-- Opening Marker --
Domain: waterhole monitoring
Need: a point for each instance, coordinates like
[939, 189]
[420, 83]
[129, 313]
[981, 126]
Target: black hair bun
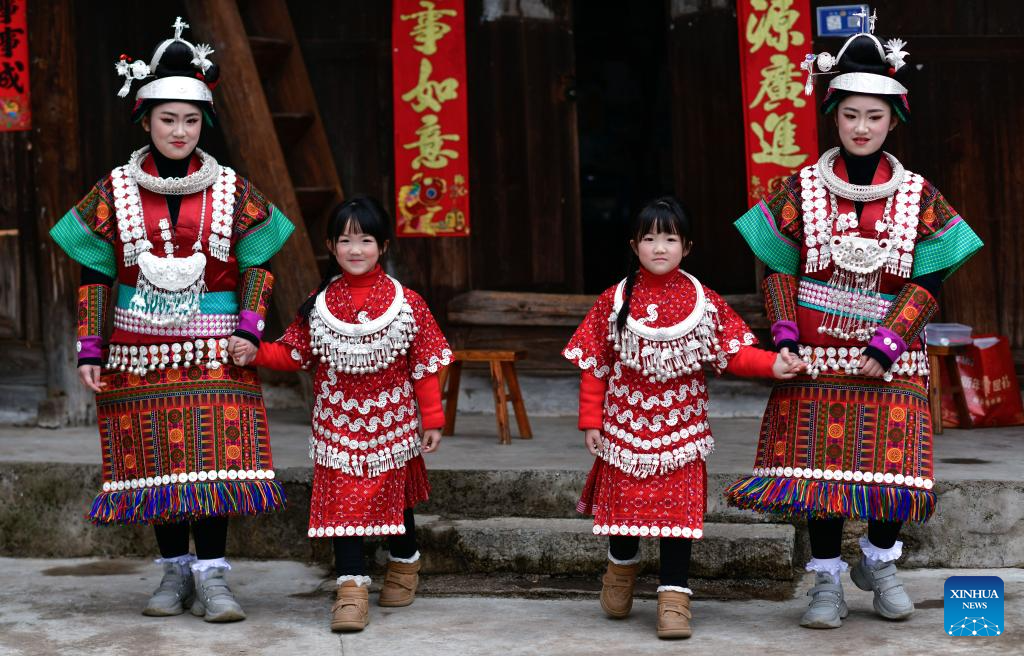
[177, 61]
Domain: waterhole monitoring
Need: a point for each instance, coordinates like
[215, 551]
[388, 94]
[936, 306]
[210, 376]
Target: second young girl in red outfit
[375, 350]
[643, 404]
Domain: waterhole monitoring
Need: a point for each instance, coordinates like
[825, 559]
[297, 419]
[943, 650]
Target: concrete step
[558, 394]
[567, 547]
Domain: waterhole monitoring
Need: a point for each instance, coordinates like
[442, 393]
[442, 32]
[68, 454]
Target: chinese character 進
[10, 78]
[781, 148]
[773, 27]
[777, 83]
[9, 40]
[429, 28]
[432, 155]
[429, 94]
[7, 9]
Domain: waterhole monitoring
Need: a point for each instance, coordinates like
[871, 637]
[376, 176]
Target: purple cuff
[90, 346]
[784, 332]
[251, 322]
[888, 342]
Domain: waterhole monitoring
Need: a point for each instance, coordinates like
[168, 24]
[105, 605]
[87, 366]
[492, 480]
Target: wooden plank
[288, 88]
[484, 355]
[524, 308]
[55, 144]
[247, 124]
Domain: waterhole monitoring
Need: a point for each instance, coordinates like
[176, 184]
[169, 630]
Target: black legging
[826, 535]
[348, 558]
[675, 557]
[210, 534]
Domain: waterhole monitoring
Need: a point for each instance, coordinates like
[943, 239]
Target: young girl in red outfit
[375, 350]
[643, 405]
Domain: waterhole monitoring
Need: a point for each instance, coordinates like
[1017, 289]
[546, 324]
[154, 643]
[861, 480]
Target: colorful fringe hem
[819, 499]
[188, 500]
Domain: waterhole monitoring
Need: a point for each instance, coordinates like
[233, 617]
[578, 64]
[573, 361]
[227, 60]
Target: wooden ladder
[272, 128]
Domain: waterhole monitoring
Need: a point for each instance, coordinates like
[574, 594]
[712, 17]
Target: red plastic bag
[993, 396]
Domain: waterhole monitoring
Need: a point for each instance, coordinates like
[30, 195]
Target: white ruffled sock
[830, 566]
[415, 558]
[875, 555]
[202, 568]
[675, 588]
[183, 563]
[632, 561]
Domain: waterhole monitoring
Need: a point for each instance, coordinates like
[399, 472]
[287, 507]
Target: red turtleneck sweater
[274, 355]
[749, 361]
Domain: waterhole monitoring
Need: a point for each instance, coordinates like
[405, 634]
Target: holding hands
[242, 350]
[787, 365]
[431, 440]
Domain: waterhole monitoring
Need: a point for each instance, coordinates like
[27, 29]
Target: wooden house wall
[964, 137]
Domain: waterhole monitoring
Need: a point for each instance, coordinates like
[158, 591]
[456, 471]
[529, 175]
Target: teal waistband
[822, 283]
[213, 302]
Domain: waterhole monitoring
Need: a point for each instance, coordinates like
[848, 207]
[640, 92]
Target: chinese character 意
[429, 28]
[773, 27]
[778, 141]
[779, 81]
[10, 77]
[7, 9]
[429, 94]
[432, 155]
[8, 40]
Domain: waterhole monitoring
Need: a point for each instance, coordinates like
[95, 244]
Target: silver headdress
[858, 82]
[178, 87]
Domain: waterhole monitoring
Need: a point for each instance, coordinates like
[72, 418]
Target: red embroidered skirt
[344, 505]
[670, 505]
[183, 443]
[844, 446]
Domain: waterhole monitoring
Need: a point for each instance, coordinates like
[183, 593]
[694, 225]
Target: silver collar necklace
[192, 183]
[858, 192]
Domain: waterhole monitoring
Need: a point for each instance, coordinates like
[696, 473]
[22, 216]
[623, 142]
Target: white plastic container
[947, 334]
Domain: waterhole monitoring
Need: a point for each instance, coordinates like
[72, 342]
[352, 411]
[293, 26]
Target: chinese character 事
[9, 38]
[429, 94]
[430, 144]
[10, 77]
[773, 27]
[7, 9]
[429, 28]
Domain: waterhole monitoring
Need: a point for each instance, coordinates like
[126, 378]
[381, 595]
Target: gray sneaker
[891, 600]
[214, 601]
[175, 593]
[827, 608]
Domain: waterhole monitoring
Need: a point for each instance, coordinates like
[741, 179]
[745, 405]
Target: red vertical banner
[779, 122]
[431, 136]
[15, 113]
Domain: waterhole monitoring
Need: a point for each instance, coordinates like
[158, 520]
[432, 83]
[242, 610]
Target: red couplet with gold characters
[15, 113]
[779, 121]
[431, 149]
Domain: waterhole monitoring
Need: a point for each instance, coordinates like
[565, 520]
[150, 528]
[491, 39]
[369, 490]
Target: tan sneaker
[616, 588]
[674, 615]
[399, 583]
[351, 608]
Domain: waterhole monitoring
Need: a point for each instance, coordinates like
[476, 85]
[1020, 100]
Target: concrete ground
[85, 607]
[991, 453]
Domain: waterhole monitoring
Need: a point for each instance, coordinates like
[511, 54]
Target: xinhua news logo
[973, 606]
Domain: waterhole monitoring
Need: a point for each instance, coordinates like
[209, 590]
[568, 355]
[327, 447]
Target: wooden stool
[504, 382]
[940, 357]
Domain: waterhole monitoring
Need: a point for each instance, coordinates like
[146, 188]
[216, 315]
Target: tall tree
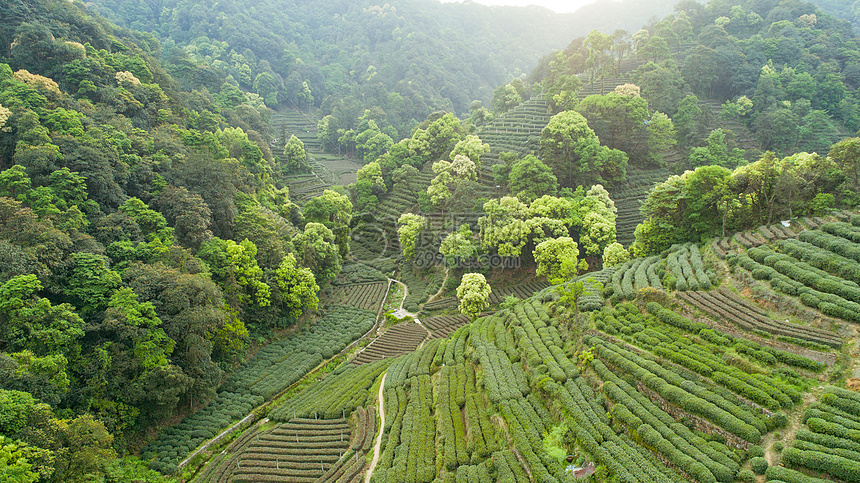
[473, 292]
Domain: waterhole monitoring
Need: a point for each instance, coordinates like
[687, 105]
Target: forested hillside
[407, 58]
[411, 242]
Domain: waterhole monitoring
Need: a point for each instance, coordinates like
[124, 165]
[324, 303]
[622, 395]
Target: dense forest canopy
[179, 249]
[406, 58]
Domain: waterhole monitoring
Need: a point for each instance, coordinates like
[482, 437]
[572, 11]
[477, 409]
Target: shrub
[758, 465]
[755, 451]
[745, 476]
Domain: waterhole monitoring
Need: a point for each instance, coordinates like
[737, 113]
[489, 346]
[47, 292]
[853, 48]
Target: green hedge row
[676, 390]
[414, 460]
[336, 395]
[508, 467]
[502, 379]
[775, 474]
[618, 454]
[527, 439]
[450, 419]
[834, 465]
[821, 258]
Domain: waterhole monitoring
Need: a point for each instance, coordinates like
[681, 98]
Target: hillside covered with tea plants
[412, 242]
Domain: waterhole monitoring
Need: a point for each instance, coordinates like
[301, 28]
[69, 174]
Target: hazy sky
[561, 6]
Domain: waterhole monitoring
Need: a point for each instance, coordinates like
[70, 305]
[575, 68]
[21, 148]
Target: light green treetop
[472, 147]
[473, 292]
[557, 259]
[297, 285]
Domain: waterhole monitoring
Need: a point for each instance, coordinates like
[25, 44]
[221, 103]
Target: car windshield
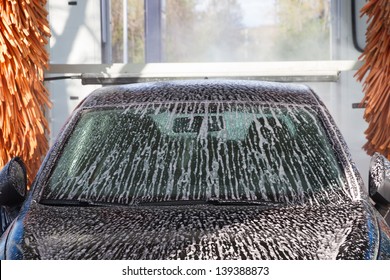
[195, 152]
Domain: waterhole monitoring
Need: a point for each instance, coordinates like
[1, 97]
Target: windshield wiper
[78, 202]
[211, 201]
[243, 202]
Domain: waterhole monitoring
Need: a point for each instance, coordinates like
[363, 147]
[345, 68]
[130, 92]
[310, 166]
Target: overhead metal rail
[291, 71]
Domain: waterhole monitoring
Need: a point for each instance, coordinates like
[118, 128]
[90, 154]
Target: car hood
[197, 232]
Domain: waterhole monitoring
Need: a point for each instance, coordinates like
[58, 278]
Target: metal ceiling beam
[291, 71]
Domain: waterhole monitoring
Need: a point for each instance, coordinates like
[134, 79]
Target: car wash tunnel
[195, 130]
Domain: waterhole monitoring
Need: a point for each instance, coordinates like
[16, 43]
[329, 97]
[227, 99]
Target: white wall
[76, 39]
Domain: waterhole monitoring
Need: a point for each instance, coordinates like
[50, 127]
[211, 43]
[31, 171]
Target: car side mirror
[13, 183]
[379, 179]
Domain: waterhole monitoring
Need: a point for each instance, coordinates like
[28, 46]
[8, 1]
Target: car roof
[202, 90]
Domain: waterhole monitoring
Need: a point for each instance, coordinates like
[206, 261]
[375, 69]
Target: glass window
-- Closing Marker --
Nothing but the text of the listing should be set down, exactly, with the pictures left behind.

Domain: waterhole monitoring
Need: a point for each instance, coordinates like
[939, 189]
[420, 83]
[129, 313]
[981, 126]
Target: black hair bun
[177, 61]
Domain: waterhole monitoring
Need: a point for each instance, coordinates like
[215, 551]
[388, 94]
[936, 306]
[210, 376]
Target: second young girl in red outfit
[375, 350]
[643, 404]
Domain: waterhole monitoring
Need: a point for each instance, coordinates like
[825, 559]
[297, 419]
[943, 650]
Target: concrete step
[558, 394]
[567, 547]
Domain: waterhole monitoring
Need: a point for each instance, coordinates like
[442, 393]
[442, 32]
[68, 454]
Target: chinese character 進
[10, 78]
[781, 148]
[773, 27]
[777, 83]
[9, 40]
[429, 28]
[432, 155]
[429, 94]
[7, 9]
Domain: waterhole monitoring
Need: a point for each instance, coordinates like
[871, 637]
[376, 176]
Target: purple cuff
[90, 346]
[784, 332]
[251, 322]
[888, 342]
Domain: waterhole monitoring
Need: a point for each instance, coordinates like
[168, 24]
[105, 605]
[87, 366]
[492, 480]
Target: wooden plank
[288, 88]
[484, 355]
[524, 308]
[55, 144]
[247, 124]
Domain: waterhole monitoring
Need: a point for each instance, coordinates like
[176, 184]
[169, 630]
Target: black legging
[826, 535]
[348, 558]
[675, 557]
[210, 534]
Domain: waterhole monitoring
Need: a point for each instance, coordinates like
[943, 239]
Target: young girl in red outfit
[375, 350]
[643, 405]
Domain: waterhole monitoring
Need: a point for each instance, coordinates like
[1017, 289]
[546, 324]
[154, 643]
[861, 480]
Target: colorful fringe hem
[819, 499]
[188, 500]
Domain: waterhole monitoring
Need: a point for each instance, coordinates like
[233, 617]
[578, 64]
[573, 361]
[227, 60]
Target: wooden ladder
[272, 128]
Domain: waterhole monitoring
Need: a point for each instance, coordinates like
[574, 594]
[712, 17]
Target: red plastic bag
[993, 396]
Domain: waterhole monitoring
Need: a point for each instance, coordinates like
[30, 195]
Target: white ruffled sock
[830, 566]
[415, 558]
[875, 555]
[202, 568]
[675, 588]
[183, 563]
[632, 561]
Domain: waterhole monitoring
Need: a point for each instance, coordinates like
[399, 472]
[287, 507]
Target: red turtleneck sweater
[274, 355]
[749, 361]
Domain: waterhole monitoring
Need: a point for each instance, coordinates like
[405, 634]
Target: holding hands
[242, 350]
[787, 365]
[431, 440]
Domain: waterhole monitoring
Need: a point for each instance, coordinates like
[27, 29]
Target: wooden house wall
[964, 137]
Domain: waterhole monitoring
Need: a point for each instance, coordinates like
[158, 591]
[456, 471]
[529, 175]
Target: teal waistband
[822, 283]
[213, 302]
Domain: waterhole monitoring
Need: a point for each instance, coordinates like
[848, 207]
[640, 92]
Target: chinese character 意
[429, 28]
[773, 27]
[778, 141]
[779, 81]
[10, 77]
[7, 9]
[429, 94]
[432, 155]
[8, 40]
Domain: waterhole monitoring
Need: a point for each instance, coordinates like
[95, 244]
Target: silver headdress
[858, 82]
[178, 87]
Domain: waterhole monitoring
Need: a point for each instance, coordinates like
[72, 418]
Target: red embroidered skirt
[344, 505]
[670, 505]
[183, 443]
[844, 446]
Domain: waterhole monitoring
Need: a point for each instance, coordinates like
[183, 593]
[694, 225]
Target: silver collar necklace
[192, 183]
[858, 192]
Domain: waterhole monitoring
Need: a point for each instance, coordinates like
[696, 473]
[22, 216]
[623, 142]
Target: white plastic container
[947, 334]
Domain: waterhole monitoring
Need: a point for each instance, coordinates like
[72, 342]
[352, 411]
[293, 26]
Target: chinese character 事
[9, 38]
[429, 94]
[430, 144]
[10, 77]
[773, 27]
[7, 9]
[429, 28]
Domain: waterhole monitoring
Need: a point for each instance, coordinates like
[126, 378]
[381, 595]
Target: gray sneaker
[891, 600]
[214, 601]
[175, 593]
[827, 608]
Domain: waterhole monitoring
Need: a point for each instance, coordinates like
[741, 179]
[745, 405]
Target: red vertical banner
[779, 122]
[431, 136]
[15, 113]
Domain: waterhole monitoring
Need: a point for each instance, coordinates like
[158, 520]
[432, 83]
[242, 610]
Target: red couplet with gold characters
[15, 113]
[779, 121]
[431, 149]
Domain: waterhole monitoring
Need: a point for each instance, coordinates like
[565, 520]
[150, 528]
[491, 39]
[369, 490]
Target: tan sneaker
[616, 588]
[674, 615]
[399, 583]
[351, 608]
Domain: waterhole monitoring
Need: a point for each instance, coordinates like
[476, 85]
[1020, 100]
Target: concrete ground
[85, 607]
[991, 453]
Domain: waterhole monitoring
Need: a point for each instance, coordinates like
[511, 54]
Target: xinhua news logo
[973, 606]
Domain: waterhole monitoring
Need: a point for each instance, coordinates like
[209, 590]
[568, 355]
[327, 447]
Target: wooden stool
[504, 382]
[940, 357]
Domain: waterhole monitoring
Need: a point for each instance, coordinates like
[146, 188]
[216, 315]
Target: tall tree
[473, 292]
Domain: waterhole monitoring
Need: a point for each instance, coordinates like
[687, 105]
Target: forested hillside
[407, 58]
[411, 242]
Domain: waterhole monitoring
Need: a point for each instance, coordinates like
[124, 165]
[324, 303]
[622, 395]
Target: dense forest canopy
[179, 249]
[406, 58]
Domain: waterhole monitoring
Need: a point for each instance, coordinates like
[482, 437]
[572, 11]
[477, 409]
Target: shrub
[758, 465]
[755, 451]
[745, 476]
Domain: waterhole monitoring
Need: a point for each instance, coordinates like
[737, 113]
[489, 346]
[47, 292]
[853, 48]
Target: green hedge row
[676, 390]
[414, 460]
[336, 395]
[508, 467]
[502, 379]
[775, 474]
[618, 454]
[527, 439]
[450, 419]
[834, 465]
[821, 258]
Domain: waterhole monitoring
Need: a point for each instance, coordinates like
[681, 98]
Target: hillside covered with tea plants
[412, 242]
Domain: waterhole monitoring
Need: a point for each instance, coordinates like
[301, 28]
[69, 174]
Target: hazy sky
[561, 6]
Domain: waterhole monitoring
Need: a point for each instance, coordinates like
[70, 305]
[575, 68]
[21, 148]
Target: light green treetop
[472, 147]
[473, 292]
[557, 259]
[297, 285]
Domain: waterhole monitoring
Need: a point for each instance, coordinates like
[25, 44]
[221, 103]
Target: car windshield
[195, 152]
Domain: waterhole monitoring
Need: a point for each instance, coordinates like
[1, 97]
Target: windshield wiper
[78, 202]
[211, 201]
[243, 202]
Domain: waterhole monitoring
Need: a point for each instance, coordinates like
[363, 147]
[345, 68]
[130, 92]
[310, 166]
Target: overhead metal rail
[291, 71]
Domain: waterhole monitoring
Need: a point for each instance, coordinates like
[118, 128]
[90, 154]
Target: car hood
[197, 232]
Domain: waterhole monitoring
Need: a point for each instance, coordinates like
[58, 278]
Target: metal ceiling beam
[291, 71]
Domain: waterhole monitoring
Need: a point for each instance, coordinates like
[134, 79]
Target: car wash tunnel
[195, 130]
Domain: waterhole monitoring
Need: a point for each instance, coordinates like
[16, 43]
[329, 97]
[227, 99]
Target: white wall
[76, 39]
Domain: waterhole monitoring
Need: a point for each instance, coordinates like
[50, 127]
[211, 43]
[31, 171]
Target: car side mirror
[13, 183]
[379, 179]
Domain: waterhole monitoring
Need: a point for each instance, coordinates like
[28, 46]
[8, 1]
Target: car roof
[202, 90]
Domain: waterhole monitoring
Need: a point for each instance, coordinates like
[206, 261]
[375, 69]
Target: glass window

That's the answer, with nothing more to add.